▶ EXERCISES
A. Reproduce the passage of the essay on AI-generated writing starting with "Although I'm a" and going on through "a BIG problem.".
B. Answer these questions using the essay on AI-generated writing, which comes before the data:
(i) What reading time is listed for the essay?
(ii) According to the writer, what can AI absolutely expand?
(iii) What does the writer compare the current situation to in the final sentence?
C. Continue the essay on AI-generated writing, which appears before the data, picking up right after its final sentence.

* Start SOURCE DOCUMENT *

When Everyone Sounds the Same
- Feb 24
- 3 min read
Are We Actually Learning Anything in the Age of AI?
Although I'm a voracious reader, I admit that lately I’ve been tuning out. The ideas are good, the writers are intelligent people I admire but I just can't hear them. It's the rhythm, the symmetry and the very obvious three bullets or short sentences followed by a punch line. I can hear the machine beneath each and every word. And for me, once I hear it and recognize the fingerprints that are all over AI -generated language, I stop ready and start skimming. It isn't that the it's wrong, just boring and predictable and completely without friction.
Being frictionless actually keeps me from learning. I no longer care or retain. And that's a BIG problem.

We are living in a moment where everyone sounds like they went to the same college prep school with the same AP English teacher. Everyone has a take, a framework or a summary of a summary. It sounds smart sure but the question plaguing me is is anything actually wise? I’ve written before about the blank page as a portal and about prompting like a poet instead of a technician. I believe that AI can absolutely expand human creativity. I've seen it and have used it to provoke imagination. But this only works if you use it that way. What I'm seeing is not that. It's a room full of A+ students copying what's on the board, word for word.

* End SOURCE DOCUMENT *
* Start DATASET EXCERPTS *

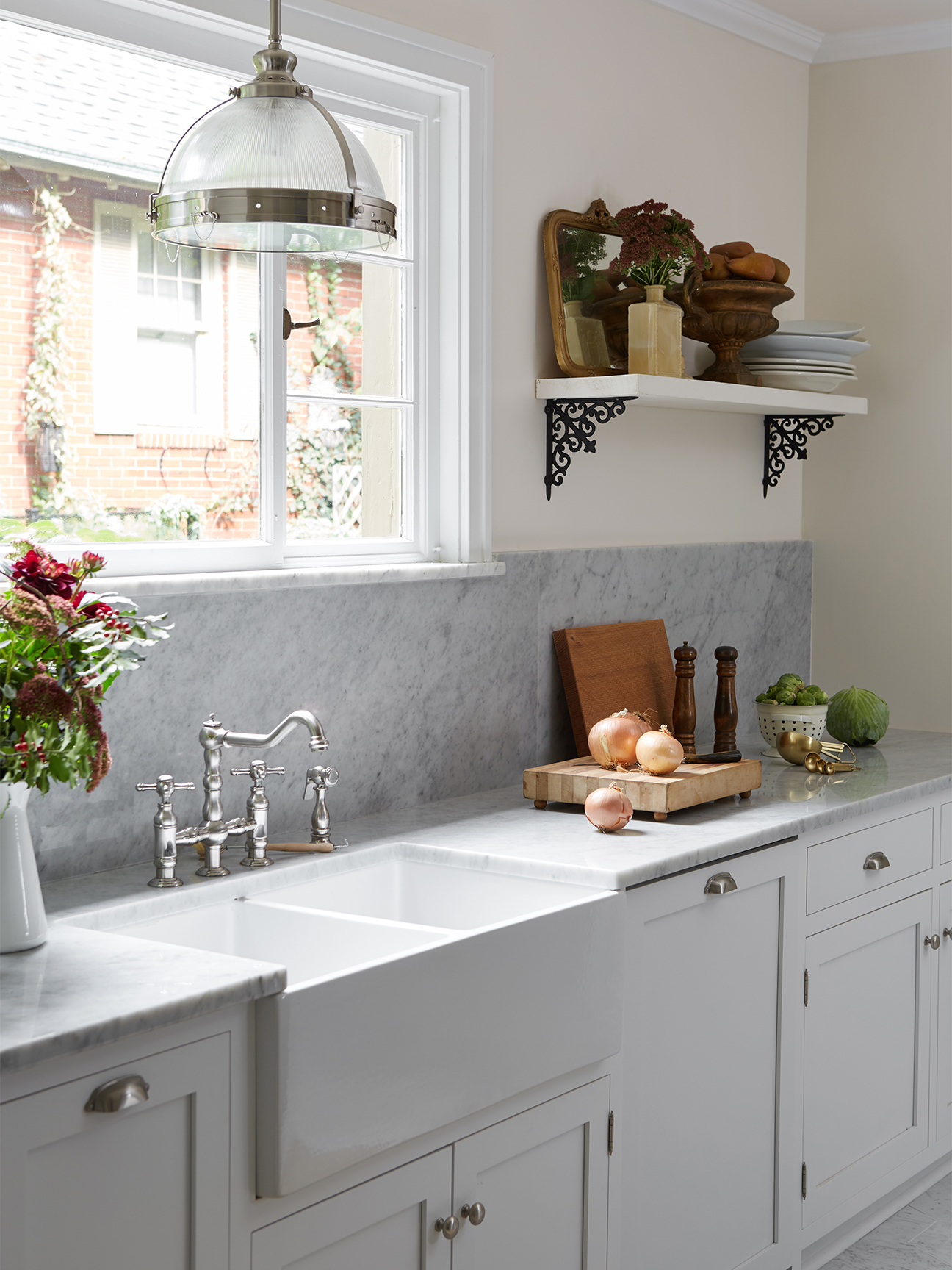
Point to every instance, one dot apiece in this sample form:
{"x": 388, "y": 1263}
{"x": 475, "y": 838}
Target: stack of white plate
{"x": 810, "y": 356}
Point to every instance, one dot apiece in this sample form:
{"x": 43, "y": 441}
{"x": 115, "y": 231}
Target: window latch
{"x": 298, "y": 326}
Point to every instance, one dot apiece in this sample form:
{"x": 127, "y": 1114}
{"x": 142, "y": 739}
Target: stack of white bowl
{"x": 810, "y": 356}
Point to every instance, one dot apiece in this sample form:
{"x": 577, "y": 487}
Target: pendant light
{"x": 272, "y": 171}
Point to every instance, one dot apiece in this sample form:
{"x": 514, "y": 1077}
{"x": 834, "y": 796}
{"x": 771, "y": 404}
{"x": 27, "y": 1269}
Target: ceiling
{"x": 840, "y": 15}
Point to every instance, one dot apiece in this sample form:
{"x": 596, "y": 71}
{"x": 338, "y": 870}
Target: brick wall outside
{"x": 127, "y": 471}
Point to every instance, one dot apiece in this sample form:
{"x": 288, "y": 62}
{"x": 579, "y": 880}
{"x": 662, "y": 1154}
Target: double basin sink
{"x": 416, "y": 994}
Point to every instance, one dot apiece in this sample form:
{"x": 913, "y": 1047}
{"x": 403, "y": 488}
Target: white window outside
{"x": 366, "y": 441}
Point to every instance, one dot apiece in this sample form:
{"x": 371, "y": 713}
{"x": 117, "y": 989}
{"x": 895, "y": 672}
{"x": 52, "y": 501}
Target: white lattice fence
{"x": 345, "y": 492}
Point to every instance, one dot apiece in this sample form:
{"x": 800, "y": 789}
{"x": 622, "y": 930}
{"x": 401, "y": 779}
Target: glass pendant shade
{"x": 272, "y": 171}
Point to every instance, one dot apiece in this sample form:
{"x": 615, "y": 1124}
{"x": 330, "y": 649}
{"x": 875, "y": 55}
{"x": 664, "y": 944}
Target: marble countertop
{"x": 90, "y": 985}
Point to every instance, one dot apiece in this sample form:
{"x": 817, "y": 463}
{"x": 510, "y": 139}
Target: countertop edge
{"x": 18, "y": 1057}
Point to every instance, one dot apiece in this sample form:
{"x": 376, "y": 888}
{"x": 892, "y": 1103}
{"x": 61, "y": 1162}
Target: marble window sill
{"x": 289, "y": 579}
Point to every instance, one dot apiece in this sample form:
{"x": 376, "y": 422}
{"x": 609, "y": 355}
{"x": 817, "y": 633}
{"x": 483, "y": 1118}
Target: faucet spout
{"x": 261, "y": 741}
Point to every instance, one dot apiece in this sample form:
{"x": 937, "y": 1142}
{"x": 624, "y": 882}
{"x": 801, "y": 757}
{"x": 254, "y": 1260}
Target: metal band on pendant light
{"x": 234, "y": 216}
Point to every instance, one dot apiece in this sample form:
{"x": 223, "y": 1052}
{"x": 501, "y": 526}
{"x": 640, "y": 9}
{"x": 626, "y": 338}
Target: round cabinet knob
{"x": 718, "y": 884}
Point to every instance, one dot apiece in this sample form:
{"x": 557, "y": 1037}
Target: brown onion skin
{"x": 654, "y": 764}
{"x": 608, "y": 809}
{"x": 612, "y": 741}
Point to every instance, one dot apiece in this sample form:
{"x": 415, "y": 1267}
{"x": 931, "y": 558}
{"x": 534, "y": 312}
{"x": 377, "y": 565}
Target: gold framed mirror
{"x": 588, "y": 300}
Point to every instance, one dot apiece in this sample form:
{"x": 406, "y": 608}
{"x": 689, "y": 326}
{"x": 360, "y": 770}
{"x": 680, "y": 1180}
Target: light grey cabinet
{"x": 711, "y": 996}
{"x": 540, "y": 1177}
{"x": 542, "y": 1180}
{"x": 866, "y": 1050}
{"x": 144, "y": 1186}
{"x": 942, "y": 1125}
{"x": 383, "y": 1224}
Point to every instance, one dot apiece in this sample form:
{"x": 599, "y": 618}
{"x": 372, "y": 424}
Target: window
{"x": 188, "y": 434}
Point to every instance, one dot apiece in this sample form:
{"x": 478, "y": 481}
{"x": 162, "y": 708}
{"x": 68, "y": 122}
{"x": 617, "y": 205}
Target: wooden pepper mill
{"x": 685, "y": 713}
{"x": 726, "y": 700}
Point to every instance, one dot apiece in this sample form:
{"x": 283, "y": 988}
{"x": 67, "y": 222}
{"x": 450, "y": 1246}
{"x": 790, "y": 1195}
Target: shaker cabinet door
{"x": 387, "y": 1223}
{"x": 702, "y": 1170}
{"x": 542, "y": 1180}
{"x": 866, "y": 1050}
{"x": 943, "y": 1041}
{"x": 145, "y": 1185}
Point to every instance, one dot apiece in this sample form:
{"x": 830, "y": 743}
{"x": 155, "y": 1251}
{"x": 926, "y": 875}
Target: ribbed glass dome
{"x": 267, "y": 143}
{"x": 270, "y": 172}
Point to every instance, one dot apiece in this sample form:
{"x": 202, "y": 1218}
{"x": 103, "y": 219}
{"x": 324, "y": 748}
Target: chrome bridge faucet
{"x": 214, "y": 830}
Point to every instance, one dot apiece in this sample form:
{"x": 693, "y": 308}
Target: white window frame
{"x": 340, "y": 52}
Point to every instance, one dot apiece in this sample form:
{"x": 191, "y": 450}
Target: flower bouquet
{"x": 657, "y": 244}
{"x": 60, "y": 650}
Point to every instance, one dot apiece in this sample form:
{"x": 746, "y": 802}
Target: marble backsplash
{"x": 425, "y": 690}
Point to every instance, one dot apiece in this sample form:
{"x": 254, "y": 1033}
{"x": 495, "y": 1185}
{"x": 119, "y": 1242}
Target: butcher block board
{"x": 688, "y": 785}
{"x": 626, "y": 666}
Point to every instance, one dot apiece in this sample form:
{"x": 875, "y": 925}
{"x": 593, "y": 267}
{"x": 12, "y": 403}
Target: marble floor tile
{"x": 918, "y": 1237}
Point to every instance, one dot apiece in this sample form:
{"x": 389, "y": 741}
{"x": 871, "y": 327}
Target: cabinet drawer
{"x": 834, "y": 869}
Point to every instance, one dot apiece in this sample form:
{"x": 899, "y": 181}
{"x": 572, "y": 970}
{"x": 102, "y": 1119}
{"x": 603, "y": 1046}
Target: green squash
{"x": 857, "y": 717}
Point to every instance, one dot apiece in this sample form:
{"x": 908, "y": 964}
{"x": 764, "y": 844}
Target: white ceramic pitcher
{"x": 22, "y": 914}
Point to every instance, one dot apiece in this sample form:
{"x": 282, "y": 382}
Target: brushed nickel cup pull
{"x": 876, "y": 861}
{"x": 125, "y": 1091}
{"x": 718, "y": 884}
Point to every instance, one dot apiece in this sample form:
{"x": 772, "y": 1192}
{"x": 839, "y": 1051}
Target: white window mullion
{"x": 275, "y": 406}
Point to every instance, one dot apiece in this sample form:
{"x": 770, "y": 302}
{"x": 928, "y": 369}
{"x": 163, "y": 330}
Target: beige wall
{"x": 626, "y": 101}
{"x": 876, "y": 490}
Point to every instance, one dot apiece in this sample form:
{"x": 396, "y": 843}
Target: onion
{"x": 657, "y": 752}
{"x": 612, "y": 741}
{"x": 608, "y": 809}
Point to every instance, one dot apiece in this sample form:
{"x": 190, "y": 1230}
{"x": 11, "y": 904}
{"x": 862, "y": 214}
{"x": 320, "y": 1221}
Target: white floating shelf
{"x": 659, "y": 390}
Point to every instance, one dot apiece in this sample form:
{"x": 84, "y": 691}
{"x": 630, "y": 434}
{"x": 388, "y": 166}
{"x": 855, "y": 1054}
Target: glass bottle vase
{"x": 654, "y": 336}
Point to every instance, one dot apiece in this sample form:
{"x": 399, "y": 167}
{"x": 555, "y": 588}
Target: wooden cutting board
{"x": 622, "y": 667}
{"x": 688, "y": 785}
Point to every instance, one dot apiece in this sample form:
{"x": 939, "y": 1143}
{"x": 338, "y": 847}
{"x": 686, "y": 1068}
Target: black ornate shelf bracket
{"x": 786, "y": 436}
{"x": 570, "y": 428}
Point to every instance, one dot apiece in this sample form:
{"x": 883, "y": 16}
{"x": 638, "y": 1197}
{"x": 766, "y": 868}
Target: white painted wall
{"x": 876, "y": 490}
{"x": 625, "y": 101}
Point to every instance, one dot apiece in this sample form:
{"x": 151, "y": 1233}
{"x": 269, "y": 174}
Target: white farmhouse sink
{"x": 416, "y": 994}
{"x": 406, "y": 891}
{"x": 310, "y": 945}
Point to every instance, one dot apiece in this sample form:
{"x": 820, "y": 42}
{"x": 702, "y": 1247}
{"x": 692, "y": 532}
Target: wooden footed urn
{"x": 728, "y": 314}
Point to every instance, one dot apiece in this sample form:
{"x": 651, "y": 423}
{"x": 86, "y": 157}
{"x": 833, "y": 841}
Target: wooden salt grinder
{"x": 726, "y": 700}
{"x": 685, "y": 713}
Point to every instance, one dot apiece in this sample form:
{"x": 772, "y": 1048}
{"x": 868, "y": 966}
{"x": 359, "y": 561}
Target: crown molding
{"x": 772, "y": 29}
{"x": 753, "y": 22}
{"x": 915, "y": 37}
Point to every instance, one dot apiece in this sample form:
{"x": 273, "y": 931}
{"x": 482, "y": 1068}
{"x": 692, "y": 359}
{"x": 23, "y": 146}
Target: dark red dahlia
{"x": 43, "y": 574}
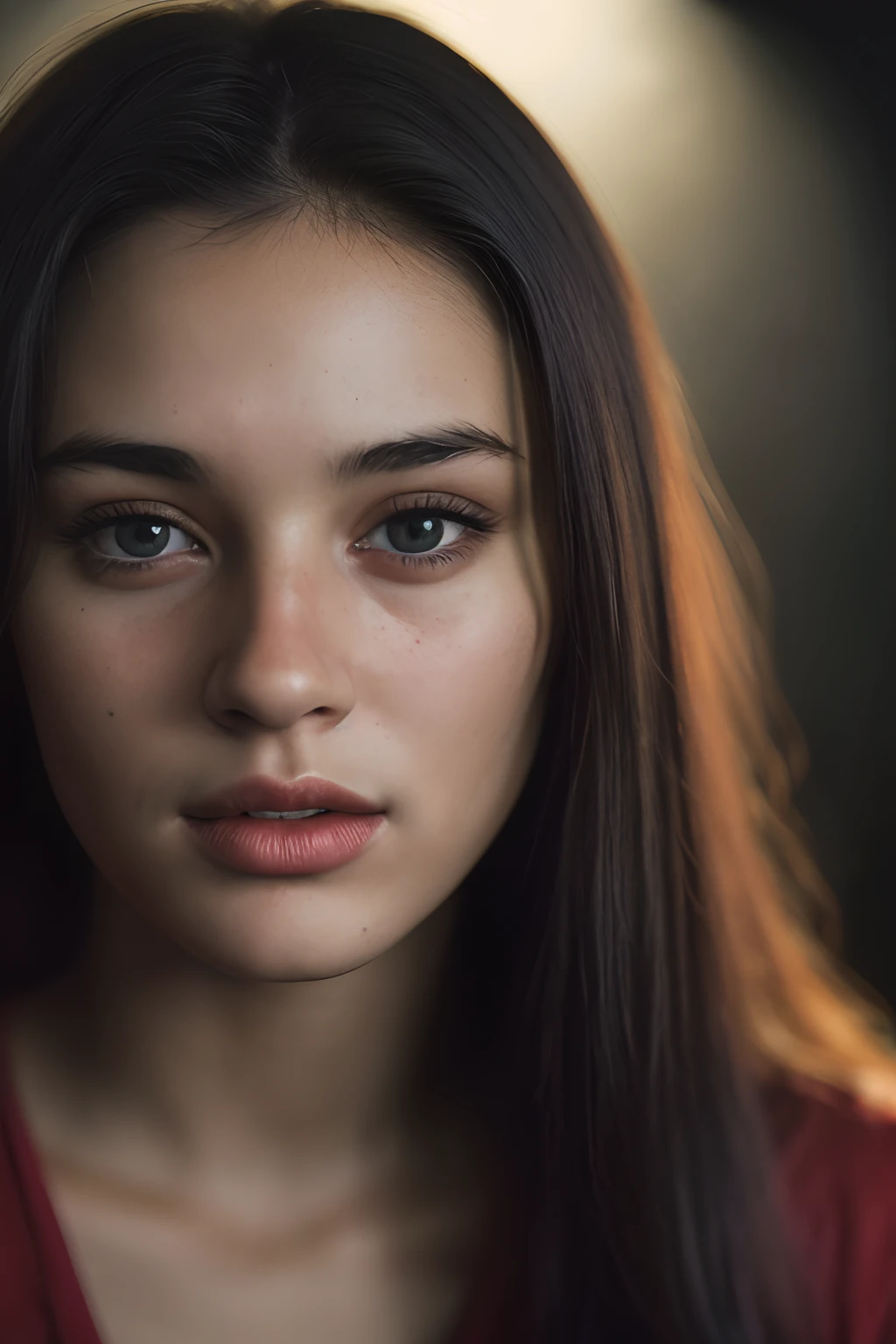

* End DATASET EXCERPTS *

▶ ANSWERS PER TASK
A.
Although I'm a voracious reader, I admit that lately I’ve been tuning out. The ideas are good, the writers are intelligent people I admire but I just can't hear them. It's the rhythm, the symmetry and the very obvious three bullets or short sentences followed by a punch line. I can hear the machine beneath each and every word. And for me, once I hear it and recognize the fingerprints that are all over AI -generated language, I stop ready and start skimming. It isn't that the it's wrong, just boring and predictable and completely without friction.
Being frictionless actually keeps me from learning. I no longer care or retain. And that's a BIG problem.

B.
(i) 3 minutes.
(ii) Human creativity.
(iii) A room full of A+ students copying what's on the board, word for word.

C.
Here's the interesting (and uncomfortable thing).
Learning that lasts requires effort.
Cognitive psychologist Robert Bjork coined the term “desirable difficulty” to describe something counterintuitive: when learning feels harder, retention improves. Struggle forces deeper encoding. When ideas arrive perfectly structured and fully formed, the brain doesn’t have to wrestle, reconstruct or strain.
Neuroscience tells us the brain is constantly predicting what comes next. When we are surprised, when something violates our expectation learning accelerates. It's called prediction error and it's central to predictive processing theory. The surprise releases dopamine which strengthens consolidation and that consolidation builds memory.
When writing is optimized for coherence and predictability and it flows so smoothly we never feel disoriented, we lose the very conditions that make learning stick. AI as it's being used today rarely disrupts us.
We remember what disrupts us.
There’s another psychological phenomenon at play here called the illusion of explanatory depth. Researchers found that people often believe they understand complex systems until they’re asked to explain them step-by-step. That’s when the illusion collapses. These fluent explanations trick the brain. They feel coherent, so we assume we comprehend. AI-generated prose is incredibly fluent, balanced and reasonable. The fluency is seductive but it isn't mastery.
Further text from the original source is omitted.